» WHAT THE TASK ASKS
Give every entry again, unchanged, and leave its images out.

» INPUT MATERIAL
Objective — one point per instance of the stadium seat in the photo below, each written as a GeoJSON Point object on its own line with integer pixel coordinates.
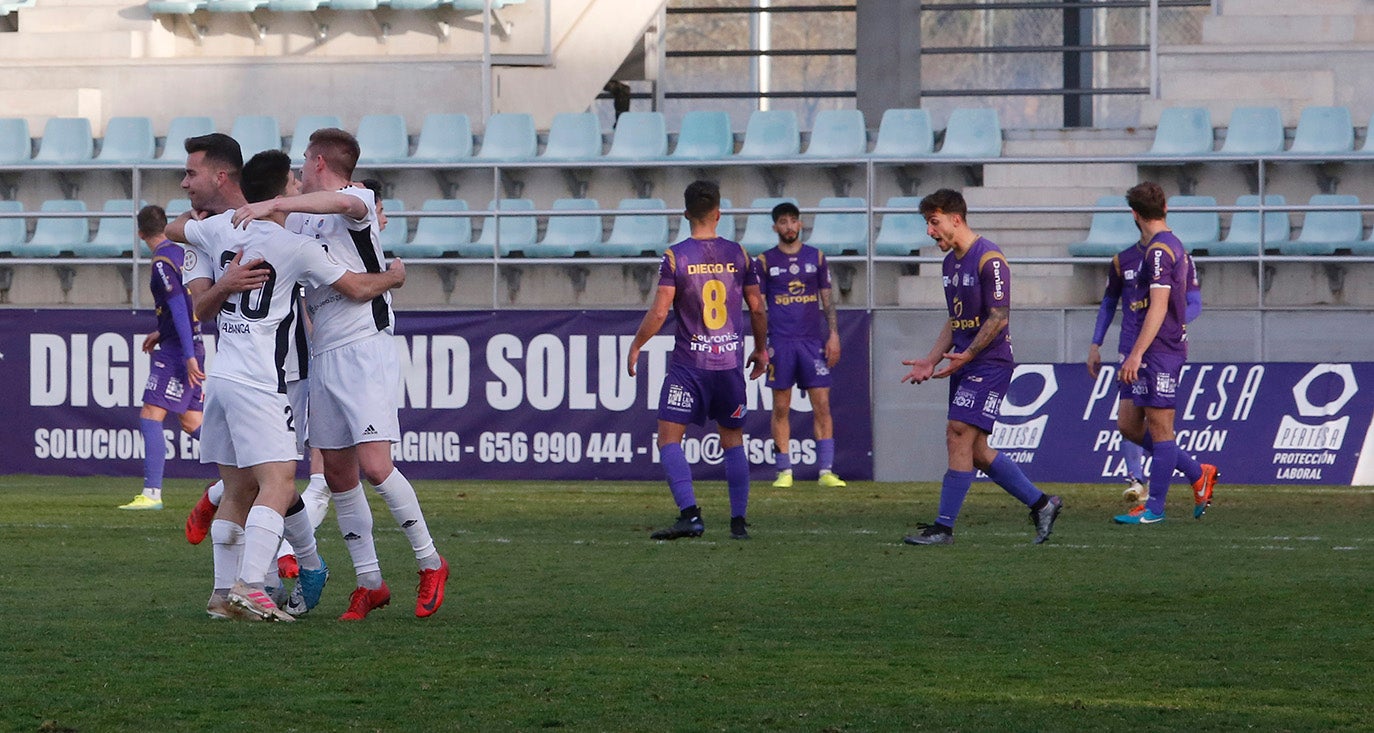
{"type": "Point", "coordinates": [1109, 231]}
{"type": "Point", "coordinates": [438, 235]}
{"type": "Point", "coordinates": [639, 136]}
{"type": "Point", "coordinates": [52, 237]}
{"type": "Point", "coordinates": [66, 140]}
{"type": "Point", "coordinates": [1244, 235]}
{"type": "Point", "coordinates": [509, 136]}
{"type": "Point", "coordinates": [771, 134]}
{"type": "Point", "coordinates": [256, 132]}
{"type": "Point", "coordinates": [632, 235]}
{"type": "Point", "coordinates": [759, 234]}
{"type": "Point", "coordinates": [840, 233]}
{"type": "Point", "coordinates": [900, 234]}
{"type": "Point", "coordinates": [180, 128]}
{"type": "Point", "coordinates": [381, 139]}
{"type": "Point", "coordinates": [1183, 131]}
{"type": "Point", "coordinates": [444, 138]}
{"type": "Point", "coordinates": [573, 136]}
{"type": "Point", "coordinates": [838, 134]}
{"type": "Point", "coordinates": [705, 135]}
{"type": "Point", "coordinates": [973, 134]}
{"type": "Point", "coordinates": [128, 139]}
{"type": "Point", "coordinates": [304, 128]}
{"type": "Point", "coordinates": [1197, 230]}
{"type": "Point", "coordinates": [1253, 131]}
{"type": "Point", "coordinates": [1325, 233]}
{"type": "Point", "coordinates": [904, 134]}
{"type": "Point", "coordinates": [518, 233]}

» RESPONSE TO THIS TASK
Objective — one point per instance of the stadium seat in the photo below, each written as a GeoJSON Point object on its own line with integer pixel coordinates.
{"type": "Point", "coordinates": [1109, 231]}
{"type": "Point", "coordinates": [438, 235]}
{"type": "Point", "coordinates": [639, 136]}
{"type": "Point", "coordinates": [52, 237]}
{"type": "Point", "coordinates": [66, 140]}
{"type": "Point", "coordinates": [1244, 235]}
{"type": "Point", "coordinates": [509, 136]}
{"type": "Point", "coordinates": [771, 134]}
{"type": "Point", "coordinates": [256, 132]}
{"type": "Point", "coordinates": [632, 235]}
{"type": "Point", "coordinates": [759, 234]}
{"type": "Point", "coordinates": [840, 233]}
{"type": "Point", "coordinates": [900, 234]}
{"type": "Point", "coordinates": [180, 128]}
{"type": "Point", "coordinates": [381, 139]}
{"type": "Point", "coordinates": [1183, 131]}
{"type": "Point", "coordinates": [444, 138]}
{"type": "Point", "coordinates": [573, 136]}
{"type": "Point", "coordinates": [838, 134]}
{"type": "Point", "coordinates": [705, 135]}
{"type": "Point", "coordinates": [973, 134]}
{"type": "Point", "coordinates": [128, 139]}
{"type": "Point", "coordinates": [304, 128]}
{"type": "Point", "coordinates": [1197, 230]}
{"type": "Point", "coordinates": [1253, 131]}
{"type": "Point", "coordinates": [1325, 233]}
{"type": "Point", "coordinates": [904, 134]}
{"type": "Point", "coordinates": [518, 233]}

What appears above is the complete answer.